* **YOUR GOAL**
Turn the items into a Markdown table with two columns, Row and Line. Give each line its own numbered row and leave out any blank lines.

** start of INPUT FOR THIS TASK **

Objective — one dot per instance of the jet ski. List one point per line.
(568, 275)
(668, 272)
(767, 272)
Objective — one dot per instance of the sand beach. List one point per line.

** end of INPUT FOR THIS TASK **

* **ANSWER TO THE EXERCISE**
| Row | Line |
|---|---|
| 1 | Objective — one dot per instance of the jet ski. List one point per line. |
| 2 | (568, 275) |
| 3 | (668, 272) |
| 4 | (767, 272) |
| 5 | Objective — one dot per instance of the sand beach. List one point per line. |